**What you need to do**. Reproduce the lines below word for word, leaving every character unchanged.
-- begin Records shown --
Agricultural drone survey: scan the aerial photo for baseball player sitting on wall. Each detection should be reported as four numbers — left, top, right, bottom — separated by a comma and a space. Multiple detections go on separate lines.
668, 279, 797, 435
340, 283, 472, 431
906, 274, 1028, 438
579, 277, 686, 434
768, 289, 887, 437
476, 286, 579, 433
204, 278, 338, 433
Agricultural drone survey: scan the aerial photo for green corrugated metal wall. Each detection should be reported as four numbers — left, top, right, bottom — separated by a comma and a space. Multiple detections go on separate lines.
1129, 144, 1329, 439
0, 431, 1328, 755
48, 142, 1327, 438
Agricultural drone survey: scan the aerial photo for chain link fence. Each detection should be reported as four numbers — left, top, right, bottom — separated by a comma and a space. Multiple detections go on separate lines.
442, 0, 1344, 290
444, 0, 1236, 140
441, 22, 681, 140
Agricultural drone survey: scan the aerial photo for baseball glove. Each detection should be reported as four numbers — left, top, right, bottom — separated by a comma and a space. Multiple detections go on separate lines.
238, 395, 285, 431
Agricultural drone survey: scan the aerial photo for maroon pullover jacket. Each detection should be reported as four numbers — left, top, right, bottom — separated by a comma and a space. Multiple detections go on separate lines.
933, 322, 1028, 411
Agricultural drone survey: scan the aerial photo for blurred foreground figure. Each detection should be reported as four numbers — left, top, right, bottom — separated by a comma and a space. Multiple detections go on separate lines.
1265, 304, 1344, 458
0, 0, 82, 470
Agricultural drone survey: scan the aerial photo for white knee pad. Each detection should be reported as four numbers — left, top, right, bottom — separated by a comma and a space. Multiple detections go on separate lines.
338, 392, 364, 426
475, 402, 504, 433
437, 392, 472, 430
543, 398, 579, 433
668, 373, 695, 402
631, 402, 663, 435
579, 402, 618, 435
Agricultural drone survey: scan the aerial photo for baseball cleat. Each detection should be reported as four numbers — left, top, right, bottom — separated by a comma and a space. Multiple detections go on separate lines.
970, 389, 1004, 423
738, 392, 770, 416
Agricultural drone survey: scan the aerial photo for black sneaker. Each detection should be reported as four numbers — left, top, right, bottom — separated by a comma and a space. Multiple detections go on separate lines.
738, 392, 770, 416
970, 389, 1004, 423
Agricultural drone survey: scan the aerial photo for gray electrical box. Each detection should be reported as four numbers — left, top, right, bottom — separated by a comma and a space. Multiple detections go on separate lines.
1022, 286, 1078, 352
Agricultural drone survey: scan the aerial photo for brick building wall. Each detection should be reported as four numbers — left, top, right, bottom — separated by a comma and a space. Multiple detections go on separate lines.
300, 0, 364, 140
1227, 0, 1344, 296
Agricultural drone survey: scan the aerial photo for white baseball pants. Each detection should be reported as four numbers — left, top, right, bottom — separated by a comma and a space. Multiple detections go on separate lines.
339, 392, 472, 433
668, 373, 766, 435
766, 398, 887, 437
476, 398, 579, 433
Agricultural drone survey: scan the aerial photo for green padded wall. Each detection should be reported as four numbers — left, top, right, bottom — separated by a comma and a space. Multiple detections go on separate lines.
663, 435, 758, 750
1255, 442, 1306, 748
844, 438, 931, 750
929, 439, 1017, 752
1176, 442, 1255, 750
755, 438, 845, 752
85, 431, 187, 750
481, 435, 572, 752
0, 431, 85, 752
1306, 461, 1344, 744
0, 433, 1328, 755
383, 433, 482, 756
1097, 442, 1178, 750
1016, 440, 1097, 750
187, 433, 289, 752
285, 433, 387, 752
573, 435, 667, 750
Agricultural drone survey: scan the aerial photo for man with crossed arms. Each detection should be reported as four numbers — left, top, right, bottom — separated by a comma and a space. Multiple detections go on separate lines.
-- end Records shown --
**The completed task**.
Agricultural drone survey: scan the aerial photo for baseball player sitting on wall. Each detection should be reported as four numbers — left, top, right, bottom — separated by a comma and a space. Multiple detections go on separate lines.
668, 279, 797, 435
340, 283, 472, 431
906, 274, 1028, 438
579, 277, 686, 434
768, 289, 887, 437
476, 286, 579, 433
204, 278, 338, 433
Agricultural drone survey: scan the aerial photo for green corrugated metal wall. Each detection should be reported as four numbers — left, top, right, bottom — separated by a comma and a space. Multiple detections go on separate lines.
1129, 144, 1329, 439
0, 431, 1328, 755
48, 142, 1327, 438
Agricultural drone survey: scan the aerial photo for chain link fence. Each detection should be reported as four numbers — left, top, right, bottom — separated by a comma and a space. Multiple detections go on separate lines.
442, 0, 1344, 290
444, 0, 1236, 140
441, 22, 681, 140
Agricultural drone survey: scan the aerial photo for baseball glove. Each detection should be reported as four numbers — left, top, right, bottom — separated by a comma and a space. Multiple detections go on separate lines.
238, 395, 285, 431
Agricultural drone survey: scan the aerial photo for maroon pullover jacket. Each detection should be reported as four numbers — left, top, right, bottom — separated by a comma and a space. Multiple detections go on separate lines.
933, 322, 1028, 411
Agricultural drone survey: scan the aerial photo for blurred foreground figure. Each detection should be reported as four numbers — left, top, right, bottom — separated by a comma and a space. Multiple detections go on separate lines.
1265, 304, 1344, 458
0, 0, 82, 470
Agricultural drone survey: scan the aerial photo for white knee pad. Each detection should be reported as four numbers — left, top, right, bottom — separated by a comma and a space. Multiple detections go on separate lines.
338, 392, 364, 426
475, 402, 504, 433
437, 392, 472, 430
543, 398, 579, 433
668, 373, 695, 402
631, 402, 663, 435
579, 402, 618, 435
Agricultural drone survey: scan the aerial photo for baseball cleat. Each detection should be reported as four numbers — left, top, right, bottom — separated by a comma and a space. Multiple detections go on separate lines.
970, 389, 1004, 423
738, 392, 770, 416
Agricultural drone survey: scan the aerial photo for black sneaker. Each detection should be reported as four numbers — left, top, right, bottom — separated by a comma and a space. Multiple detections go on separate lines.
738, 392, 770, 416
970, 389, 1004, 423
Agricultural drone survey: scan the aerial photo for gray electrical box. Each detection should be reported as four numbers — left, top, right, bottom — separated by a comma and a space. Multiple detections go on separate lines.
1022, 286, 1078, 352
Agricultural drone survey: scan the aerial photo for brick building wall. Each detection should be reported as four numbers — left, top, right, bottom — separated by a comma and a space. Multiple detections go on separate lines.
300, 0, 364, 140
1227, 0, 1344, 296
Agricultural drone survey: scan the aerial photo for white baseball pants. Each detection should be reported as four numbers — left, top, right, bottom — separated by a comma and a space. Multiple detections go on separate lines.
339, 392, 472, 433
668, 373, 766, 435
766, 398, 887, 437
476, 398, 579, 433
Agricultural drone survey: scan the aerial photo for green padded wall. Each detection should be reported as four numbers — left, top, right, bottom — separated by a comma and a space. Multiple detections go on separate lines.
663, 435, 758, 750
1255, 442, 1306, 748
844, 438, 931, 750
929, 439, 1017, 752
1176, 442, 1255, 750
755, 438, 845, 752
85, 431, 187, 750
481, 435, 572, 752
0, 431, 85, 752
1306, 461, 1344, 744
0, 433, 1328, 755
383, 433, 482, 756
1097, 442, 1178, 750
1016, 440, 1097, 750
187, 433, 289, 752
285, 433, 387, 752
573, 435, 667, 750
Agricultural drone survey: scan the aerial photo for man with crossed arms. Each detection should be reported as four numbers — left, top, right, bottom — separated by a comma and a space. Multiple detections go on separate lines.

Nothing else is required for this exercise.